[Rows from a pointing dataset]
────────────────────────────────────────
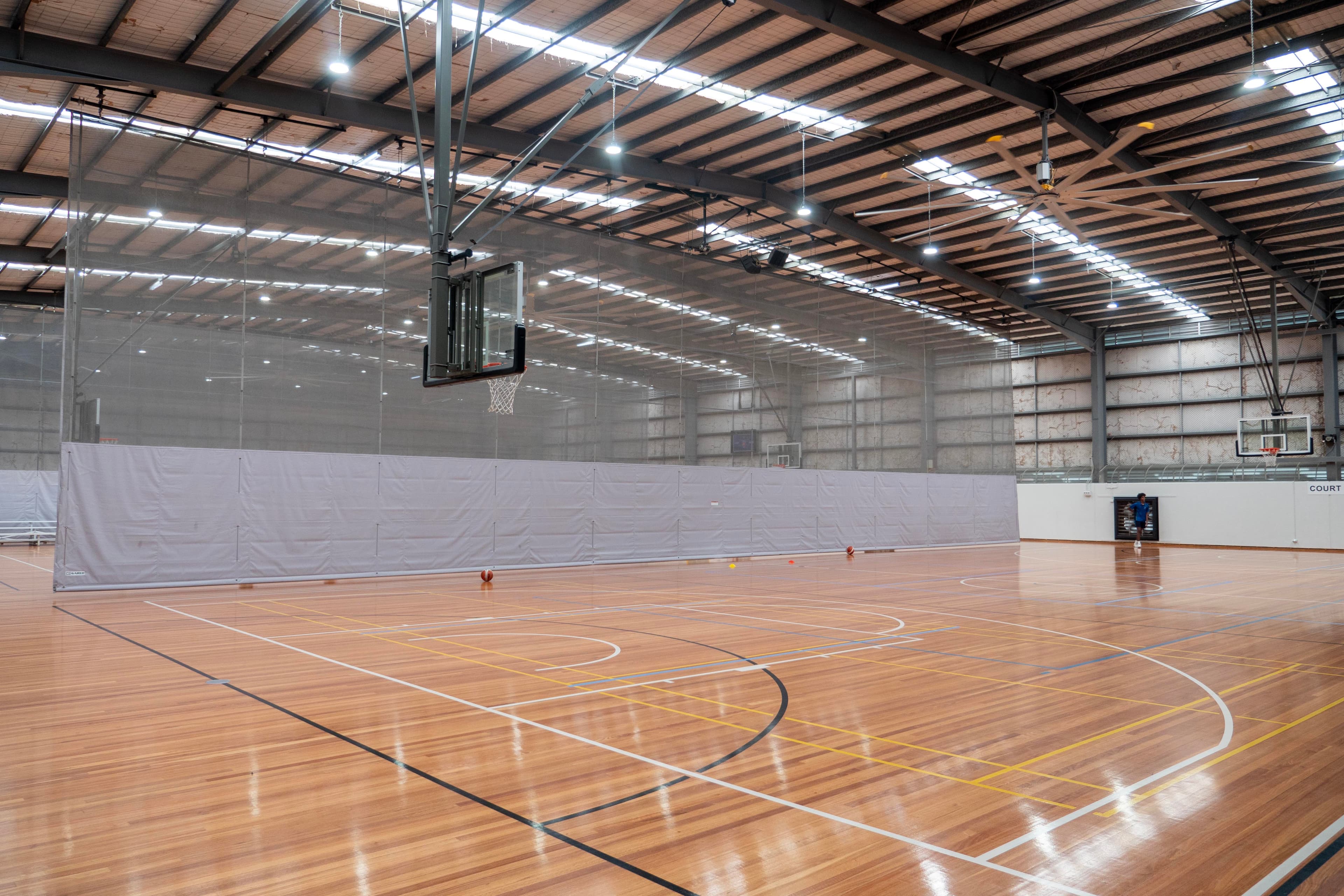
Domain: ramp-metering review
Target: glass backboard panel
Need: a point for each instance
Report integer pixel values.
(1291, 434)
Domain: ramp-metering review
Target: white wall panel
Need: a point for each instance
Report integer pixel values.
(1268, 515)
(135, 516)
(29, 495)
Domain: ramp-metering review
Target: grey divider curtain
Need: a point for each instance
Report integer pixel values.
(29, 496)
(142, 516)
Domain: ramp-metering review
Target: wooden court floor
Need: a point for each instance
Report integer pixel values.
(1013, 719)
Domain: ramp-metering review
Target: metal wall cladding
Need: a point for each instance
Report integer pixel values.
(143, 516)
(29, 496)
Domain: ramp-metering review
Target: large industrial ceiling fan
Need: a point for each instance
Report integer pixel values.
(1043, 192)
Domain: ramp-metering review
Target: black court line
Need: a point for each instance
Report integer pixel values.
(755, 741)
(374, 751)
(1310, 868)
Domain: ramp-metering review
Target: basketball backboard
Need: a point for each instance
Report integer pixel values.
(787, 455)
(476, 328)
(1289, 433)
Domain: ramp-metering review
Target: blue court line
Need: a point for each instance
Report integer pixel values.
(1154, 594)
(765, 656)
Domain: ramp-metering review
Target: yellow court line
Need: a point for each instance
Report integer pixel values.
(899, 743)
(1226, 755)
(1134, 724)
(607, 694)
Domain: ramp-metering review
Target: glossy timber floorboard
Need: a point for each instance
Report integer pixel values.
(1026, 719)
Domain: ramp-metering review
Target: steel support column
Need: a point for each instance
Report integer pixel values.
(1331, 404)
(691, 425)
(929, 437)
(1099, 394)
(793, 421)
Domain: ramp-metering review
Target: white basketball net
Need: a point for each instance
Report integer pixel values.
(503, 389)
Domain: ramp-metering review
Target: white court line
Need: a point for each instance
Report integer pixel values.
(701, 675)
(537, 635)
(1120, 792)
(430, 625)
(788, 622)
(25, 564)
(1289, 864)
(658, 763)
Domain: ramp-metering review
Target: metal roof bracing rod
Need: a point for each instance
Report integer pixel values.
(877, 33)
(58, 59)
(545, 139)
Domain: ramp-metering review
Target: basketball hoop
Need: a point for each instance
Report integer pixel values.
(503, 389)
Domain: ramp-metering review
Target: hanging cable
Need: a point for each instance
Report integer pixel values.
(462, 125)
(420, 144)
(537, 147)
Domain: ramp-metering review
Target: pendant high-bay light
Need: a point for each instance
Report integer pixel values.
(803, 205)
(339, 66)
(929, 248)
(1254, 81)
(615, 147)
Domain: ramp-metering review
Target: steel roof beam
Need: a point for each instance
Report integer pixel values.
(59, 59)
(870, 30)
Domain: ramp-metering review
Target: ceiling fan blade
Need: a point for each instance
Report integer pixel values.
(1127, 138)
(1062, 217)
(917, 209)
(1007, 227)
(1134, 191)
(996, 143)
(1166, 167)
(1136, 210)
(902, 175)
(963, 219)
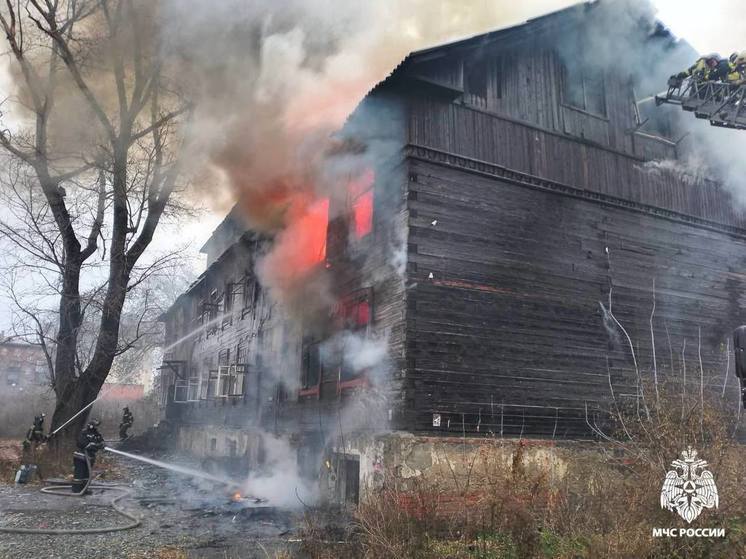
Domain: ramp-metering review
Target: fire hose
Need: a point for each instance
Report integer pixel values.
(56, 490)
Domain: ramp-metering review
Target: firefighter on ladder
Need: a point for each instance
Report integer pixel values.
(736, 72)
(704, 69)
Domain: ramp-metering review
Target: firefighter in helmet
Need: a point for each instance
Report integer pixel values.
(90, 441)
(703, 69)
(35, 435)
(736, 74)
(127, 420)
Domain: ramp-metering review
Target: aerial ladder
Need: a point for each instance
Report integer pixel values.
(723, 104)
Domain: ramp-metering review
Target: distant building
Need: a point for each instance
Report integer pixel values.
(115, 392)
(22, 366)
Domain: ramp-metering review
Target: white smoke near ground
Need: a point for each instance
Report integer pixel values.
(279, 480)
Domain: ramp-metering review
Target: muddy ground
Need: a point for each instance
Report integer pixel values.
(179, 520)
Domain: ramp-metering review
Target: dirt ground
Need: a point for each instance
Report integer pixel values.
(180, 520)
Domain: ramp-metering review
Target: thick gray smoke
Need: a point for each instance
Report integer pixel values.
(625, 36)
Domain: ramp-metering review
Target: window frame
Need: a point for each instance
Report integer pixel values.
(565, 81)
────────────────────────────────────────
Stated goal: Copy out every one of the items above word for word, leaving the pictures out of your answer.

Written answer:
Domain: ramp-metering review
Target: glass backboard panel
Need: a point for each instance
Report integer pixel values.
(1291, 434)
Domain: ramp-metering review
Target: white wall panel
Need: a point for each instance
Report integer pixel values.
(1268, 515)
(135, 516)
(29, 495)
Domain: ramp-metering review
Target: grey divider curtain
Need: a point for each instance
Report integer pixel values.
(29, 496)
(142, 516)
Domain: ramp-metering review
Target: wooden court floor
Need: a point for each instance
Report integer pixel values.
(1013, 719)
Domain: ramp-metering review
Target: metal wall cladding
Need: a point for each instance
Report integer pixel values.
(143, 516)
(29, 496)
Domain: ramp-metering review
Target: large industrial ceiling fan
Need: a point for each instance
Report integer pixel values.
(1043, 192)
Domain: ramp-metering review
Target: black court line
Need: a point for each instance
Report integer pixel values.
(755, 741)
(374, 751)
(1310, 868)
Domain: ramp-metering review
Target: basketball backboard
Need: a point for each instance
Report integer pixel values.
(787, 455)
(476, 328)
(1289, 433)
Domain: ramp-metering review
Target: blue court line
Need: a point for each instance
Report integer pixel values.
(1154, 594)
(765, 656)
Domain: ramp-metering review
Target: yellow court line
Need: a point for each instance
Report integer pixel values.
(899, 743)
(1226, 755)
(1134, 724)
(607, 694)
Domain: ramp-metering review
Target: glossy timber floorboard
Need: a point for each instance
Report integer pixel values.
(1026, 719)
Domain: ramp-metering review
Target: steel support column
Need: a point for each instance
Report integer pixel values.
(1331, 404)
(691, 425)
(929, 437)
(1099, 394)
(793, 421)
Domain: ramp-metering review
Target: white basketball net
Need: a point for each instance
Report integer pixel values.
(503, 389)
Domain: ramp-metering review
Target: white court line
Need: a point for each instance
Report integer pixel values.
(701, 675)
(537, 635)
(1120, 792)
(430, 625)
(788, 622)
(25, 564)
(1289, 864)
(658, 763)
Domain: ramp-metering review
Target: metal roof bracing rod
Need: a point for each instance
Report integer pixel values.
(877, 33)
(58, 59)
(545, 139)
Domain: ramp-metering review
Target: basketball hoop
Need: a point for each instance
Report integer pixel values.
(503, 389)
Domain: ramp-metering review
Target: hanging cable
Need: a point for each instance
Report integer pixel values.
(462, 125)
(420, 144)
(537, 147)
Domain: ramp-metering review
Target: pendant high-bay light
Need: a point for each instance
Report integer pixel values.
(803, 205)
(339, 66)
(929, 248)
(1254, 81)
(615, 147)
Domain: ramp-metering review
Target: steel roof beam
Need: a point for each instance
Report integer pixel values.
(59, 59)
(870, 30)
Domain: ramp-metering review
Target: ceiling fan blade
Need: a point for each instance
Report integer pixel values.
(1127, 138)
(1062, 217)
(917, 209)
(1007, 227)
(1134, 191)
(996, 143)
(1166, 167)
(1136, 210)
(902, 175)
(963, 219)
Domain: ramp-metering review
Target: fire hose
Need: a point for each instance
Report integer pixel values.
(56, 490)
Domain: ramp-metering review
Target: firefighter on ladder
Need: a point for each instance
Report integer pixel values.
(736, 72)
(704, 69)
Domain: ramp-metering review
Target: firefighter in helmet
Need: a point for each instance
Report integer pixel values.
(90, 441)
(703, 69)
(35, 435)
(736, 74)
(127, 420)
Domain: ramp-metering review
Target: aerial ladder
Need: a point for each instance
Report integer pixel values.
(723, 104)
Domain: ramp-metering review
Target: distant building
Need: a point for each instance
Report integer pixel values.
(115, 392)
(22, 366)
Domain: ramp-metering review
Target: white smoke near ground
Need: a point for each instance
Report integer pixel values.
(279, 480)
Domain: ramp-metering review
Target: muddy ground
Need: a point for each instance
Report integer pixel values.
(179, 520)
Domain: ramp-metering review
Target: dirt ground
Need: a point for each instance
Report integer pixel values.
(180, 520)
Domain: ramp-metering review
Target: thick gray smoke
Need: a point for each instance
Report integer pixel values.
(625, 36)
Domain: ramp-metering review
Target: window frame
Need: a point for each instance
Report integer pixel values.
(565, 81)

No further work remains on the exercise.